• [EXERCISE GOAL]
Reproduce the data below line for line, without changing anything.

[Stored records]
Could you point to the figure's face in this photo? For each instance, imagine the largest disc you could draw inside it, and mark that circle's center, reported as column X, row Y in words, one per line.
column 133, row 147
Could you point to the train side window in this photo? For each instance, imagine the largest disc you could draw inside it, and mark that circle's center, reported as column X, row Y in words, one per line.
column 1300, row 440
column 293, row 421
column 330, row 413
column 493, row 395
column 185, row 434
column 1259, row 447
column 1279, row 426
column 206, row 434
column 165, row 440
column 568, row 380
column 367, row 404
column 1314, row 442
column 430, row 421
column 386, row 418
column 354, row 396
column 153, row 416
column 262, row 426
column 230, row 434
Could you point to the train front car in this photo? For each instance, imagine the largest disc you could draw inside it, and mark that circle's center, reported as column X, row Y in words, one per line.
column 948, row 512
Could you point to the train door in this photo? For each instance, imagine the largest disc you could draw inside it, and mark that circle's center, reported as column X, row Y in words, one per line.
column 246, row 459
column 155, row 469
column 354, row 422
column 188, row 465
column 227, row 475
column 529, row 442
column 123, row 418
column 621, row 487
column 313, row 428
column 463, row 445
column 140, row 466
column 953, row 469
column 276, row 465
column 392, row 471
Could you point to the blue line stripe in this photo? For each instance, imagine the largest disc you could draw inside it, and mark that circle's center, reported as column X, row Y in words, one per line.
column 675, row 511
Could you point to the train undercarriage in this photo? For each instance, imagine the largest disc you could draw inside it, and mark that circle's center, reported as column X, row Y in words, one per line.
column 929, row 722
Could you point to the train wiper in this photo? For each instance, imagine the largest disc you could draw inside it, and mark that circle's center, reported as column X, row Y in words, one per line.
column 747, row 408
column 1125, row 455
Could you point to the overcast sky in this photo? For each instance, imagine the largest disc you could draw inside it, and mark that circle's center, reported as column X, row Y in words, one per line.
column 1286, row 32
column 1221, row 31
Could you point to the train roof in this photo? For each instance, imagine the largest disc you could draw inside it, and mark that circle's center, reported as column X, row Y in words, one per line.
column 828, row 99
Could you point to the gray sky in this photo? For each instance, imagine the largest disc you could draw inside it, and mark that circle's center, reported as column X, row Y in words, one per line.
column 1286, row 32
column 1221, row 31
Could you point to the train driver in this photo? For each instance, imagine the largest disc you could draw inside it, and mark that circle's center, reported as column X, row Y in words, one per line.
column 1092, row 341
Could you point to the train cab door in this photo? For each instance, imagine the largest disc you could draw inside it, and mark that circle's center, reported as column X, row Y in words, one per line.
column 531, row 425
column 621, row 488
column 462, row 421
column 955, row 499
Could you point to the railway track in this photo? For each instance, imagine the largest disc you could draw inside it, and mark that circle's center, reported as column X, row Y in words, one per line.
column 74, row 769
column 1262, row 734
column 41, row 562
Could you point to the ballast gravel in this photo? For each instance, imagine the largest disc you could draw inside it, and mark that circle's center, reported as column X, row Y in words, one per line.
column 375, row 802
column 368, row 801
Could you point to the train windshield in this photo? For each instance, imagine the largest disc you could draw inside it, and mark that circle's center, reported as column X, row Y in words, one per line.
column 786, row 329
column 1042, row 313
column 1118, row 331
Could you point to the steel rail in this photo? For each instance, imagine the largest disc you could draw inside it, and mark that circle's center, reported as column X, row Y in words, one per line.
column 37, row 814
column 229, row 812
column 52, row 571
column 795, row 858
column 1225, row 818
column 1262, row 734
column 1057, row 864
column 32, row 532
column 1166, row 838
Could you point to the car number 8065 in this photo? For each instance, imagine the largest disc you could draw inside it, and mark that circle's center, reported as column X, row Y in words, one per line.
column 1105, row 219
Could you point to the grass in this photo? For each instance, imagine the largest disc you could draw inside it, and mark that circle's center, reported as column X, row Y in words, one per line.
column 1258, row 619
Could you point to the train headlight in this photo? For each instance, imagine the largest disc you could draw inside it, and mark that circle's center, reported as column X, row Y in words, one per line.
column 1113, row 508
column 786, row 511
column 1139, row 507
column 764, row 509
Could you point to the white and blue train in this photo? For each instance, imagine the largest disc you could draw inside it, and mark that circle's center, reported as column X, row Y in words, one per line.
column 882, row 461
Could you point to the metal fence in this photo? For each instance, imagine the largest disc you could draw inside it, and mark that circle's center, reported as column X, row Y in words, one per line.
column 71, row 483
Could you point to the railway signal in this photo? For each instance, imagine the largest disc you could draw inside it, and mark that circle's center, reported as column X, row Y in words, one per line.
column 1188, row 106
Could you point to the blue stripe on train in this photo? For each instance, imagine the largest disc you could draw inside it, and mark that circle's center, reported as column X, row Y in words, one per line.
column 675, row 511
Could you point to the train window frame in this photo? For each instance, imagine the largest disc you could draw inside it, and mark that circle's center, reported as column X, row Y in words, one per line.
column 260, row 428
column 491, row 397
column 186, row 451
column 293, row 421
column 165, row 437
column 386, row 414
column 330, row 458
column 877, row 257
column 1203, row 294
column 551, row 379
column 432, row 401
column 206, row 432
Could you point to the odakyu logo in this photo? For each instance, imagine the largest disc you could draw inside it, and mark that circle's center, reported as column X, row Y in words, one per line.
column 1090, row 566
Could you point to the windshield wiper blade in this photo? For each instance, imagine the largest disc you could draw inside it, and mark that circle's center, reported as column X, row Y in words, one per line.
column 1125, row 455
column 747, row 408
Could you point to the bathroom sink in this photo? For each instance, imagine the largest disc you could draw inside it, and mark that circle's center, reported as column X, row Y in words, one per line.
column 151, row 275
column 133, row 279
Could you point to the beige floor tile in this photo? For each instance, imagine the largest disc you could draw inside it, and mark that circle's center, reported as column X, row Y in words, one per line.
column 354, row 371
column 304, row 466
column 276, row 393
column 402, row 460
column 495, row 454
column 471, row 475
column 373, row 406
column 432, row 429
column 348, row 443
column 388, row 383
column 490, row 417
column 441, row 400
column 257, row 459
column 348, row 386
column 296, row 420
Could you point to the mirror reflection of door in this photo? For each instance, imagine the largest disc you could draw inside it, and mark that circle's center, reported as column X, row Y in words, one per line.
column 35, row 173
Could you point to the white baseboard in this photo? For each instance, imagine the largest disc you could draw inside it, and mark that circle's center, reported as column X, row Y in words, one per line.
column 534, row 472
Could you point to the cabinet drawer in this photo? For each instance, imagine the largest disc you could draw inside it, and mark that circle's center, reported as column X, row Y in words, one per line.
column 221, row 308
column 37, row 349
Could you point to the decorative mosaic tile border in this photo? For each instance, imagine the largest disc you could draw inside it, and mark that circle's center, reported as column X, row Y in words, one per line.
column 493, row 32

• [FULL ANSWER]
Could you point to the figure's face in this photo? For each instance, imagine the largest disc you could draw inside it, and mark that circle's center, reported as column X, row Y in words, one per line.
column 133, row 147
Could you point to the train side window in this photo? For each instance, imagine the largest disc you could draw inside it, and mark that circle's center, reported as column X, row Y in words, one per line.
column 1300, row 440
column 293, row 421
column 330, row 413
column 493, row 395
column 185, row 434
column 1259, row 447
column 1279, row 426
column 206, row 434
column 165, row 440
column 568, row 380
column 367, row 404
column 1314, row 442
column 430, row 421
column 386, row 418
column 354, row 396
column 153, row 416
column 262, row 426
column 230, row 434
Could you point to the train front car in this photo? For each instance, imagine the largest disc you could draw inside it, and mark that circle's center, reported as column X, row Y in words, one per line.
column 948, row 512
Could you point to the train door in this photo? For each instance, imagine the largest disc you could draw inside it, and mark that circle's center, reported as column X, row Y in words, one per line.
column 246, row 459
column 155, row 469
column 354, row 422
column 188, row 465
column 227, row 475
column 529, row 442
column 123, row 418
column 621, row 487
column 313, row 428
column 463, row 445
column 140, row 466
column 953, row 469
column 276, row 465
column 392, row 471
Could you point to the blue line stripe in this photo? For each instance, imagine the largest disc you could draw inside it, and mark that circle's center, reported as column X, row Y in words, one per line.
column 675, row 511
Could you point to the train undercarriage in this photo? For each instance, imagine the largest disc you could draw inside it, and mark that circle's center, reported as column X, row Y in words, one per line.
column 929, row 722
Could you point to the train wiper in this photo? For each instance, imagine the largest disc you could draw inside it, and mark that circle's center, reported as column X, row Y in words, one per line.
column 747, row 408
column 1125, row 455
Could you point to the overcast sky in this photo? For each instance, imagine the largest disc you could draw inside it, and mark that circle's center, reported as column X, row Y in words, one per line.
column 1286, row 32
column 1221, row 31
Could you point to the train roof in this photo? For each instance, imagine the largest disc you could draw inside it, and mark that circle's center, reported as column X, row Y in words, one per line.
column 828, row 99
Could you point to the gray sky in this photo? For each instance, imagine the largest disc you could draw inside it, and mark that circle's center, reported as column X, row Y in words, one per line.
column 1286, row 32
column 1221, row 31
Could you point to the train driver in this photo? For each instance, imagine the largest disc you could draw inside it, and mark that circle's center, reported as column X, row Y in words, one per line.
column 1092, row 341
Could you point to the train cab door in this photo? For each instance, imagine the largest disc you could draw inside it, and mark that circle's center, reported as column X, row Y in words, one per line.
column 531, row 425
column 621, row 488
column 462, row 421
column 955, row 499
Could you point to the railway track in this photo? For each instance, imagine the largest disc you could draw inside it, and mark that circle's center, reported as column X, row Y in words, one per line.
column 74, row 769
column 1262, row 734
column 41, row 562
Could you point to the ballast gravel in this photo? For each instance, imagine the largest disc you could draw inside it, and mark that circle's center, reported as column X, row Y in words, one per line.
column 375, row 802
column 368, row 801
Could you point to the train windshield in this photo? For each instance, imagine the largest disc you could draw inside it, and mark that circle's center, reported as column X, row Y in words, one per line.
column 786, row 329
column 1042, row 313
column 1118, row 331
Could you point to the steel rail in this photo? For each instance, imagine the largest disc you could draw inside it, and mark that circle's center, reported as column X, row Y in words, one per line.
column 37, row 814
column 229, row 812
column 52, row 571
column 795, row 858
column 1225, row 818
column 1262, row 734
column 1057, row 864
column 32, row 532
column 1166, row 838
Could you point to the car number 8065 in this photo? For each instance, imagine the largest disc you could draw inside it, and mark that circle's center, reported as column X, row Y in words, one per line.
column 1105, row 219
Could you point to the grass in this photo? For each instance, imagine the largest disc you could draw inside it, and mark that circle's center, reported as column X, row Y in words, one per line.
column 1258, row 619
Could you point to the train headlight in this photo? For each instance, imagine the largest disc you could draw inside it, and mark that circle's center, reported as column X, row Y in words, one per line.
column 1113, row 508
column 786, row 511
column 1139, row 507
column 764, row 509
Could you point to the white and blue train in this photo? For each instance, imagine the largest disc you could draw inside it, and mark that circle's center, reported as column X, row Y in words, one per line.
column 882, row 461
Could you point to the metal fence in this photo? For each instance, imagine the largest disc you could draw inside it, and mark that circle's center, reported as column X, row Y in words, one per line.
column 71, row 483
Could you point to the railway signal in this photo? For each instance, imagine the largest disc you could draw inside it, and mark that circle's center, reported as column X, row Y in words, one per line.
column 1188, row 106
Could you point to the blue stripe on train in this photo? For each instance, imagine the largest disc you could draw inside it, and mark that circle's center, reported as column X, row Y in words, one per line.
column 675, row 511
Could you point to the train window frame in this photo? For each instance, imagine the largest disc you could draw inside it, and mark that circle's center, reported as column X, row Y in words, one per line.
column 260, row 428
column 491, row 397
column 186, row 451
column 293, row 421
column 165, row 437
column 386, row 414
column 330, row 458
column 877, row 257
column 1203, row 294
column 551, row 379
column 432, row 401
column 206, row 432
Could you point to the odakyu logo in this photo? For each instance, imagine the largest disc you could draw inside it, and mark that circle's center, reported as column X, row Y in words, one per line.
column 1090, row 566
Could you point to the windshield wiper blade in this photo? For each instance, imagine the largest disc you could draw inside it, and mark that circle's center, reported as column X, row Y in words, one per line.
column 1125, row 455
column 747, row 408
Could you point to the bathroom sink in this photo? For each instance, imagine the largest disc you could draw inside it, and mark that circle's center, reported as column X, row Y in words, one per line.
column 151, row 275
column 133, row 279
Could you point to the beige floor tile in this photo? For each instance, imagine the largest disc you could draw inside it, and mark that circle's center, reported as column X, row Y in words, one per line.
column 354, row 371
column 304, row 466
column 276, row 393
column 402, row 460
column 495, row 454
column 471, row 475
column 373, row 406
column 432, row 429
column 348, row 443
column 388, row 383
column 490, row 417
column 441, row 400
column 257, row 459
column 348, row 386
column 296, row 420
Could you point to the mirror reflection of door in this photo? For each instance, imagine the largest disc you could draw inside it, and mark that circle's center, reported as column X, row Y in words, one per line.
column 35, row 173
Could you point to the white baseboard in this photo? For each instance, imagine the largest disc you could draw inside it, and mark that circle's center, reported as column X, row Y in words, one per line.
column 534, row 472
Could you point to the cabinet drawer in this photo? For each instance, imagine the largest disc you could draw inside it, and mark that circle's center, reported as column X, row Y in words, one per line.
column 221, row 308
column 37, row 349
Could you point to the decorative mosaic tile border in this photo? For each instance, imagine the largest disc you could draw inside it, and mark that circle's center, reported as column X, row Y in words, one per line.
column 493, row 32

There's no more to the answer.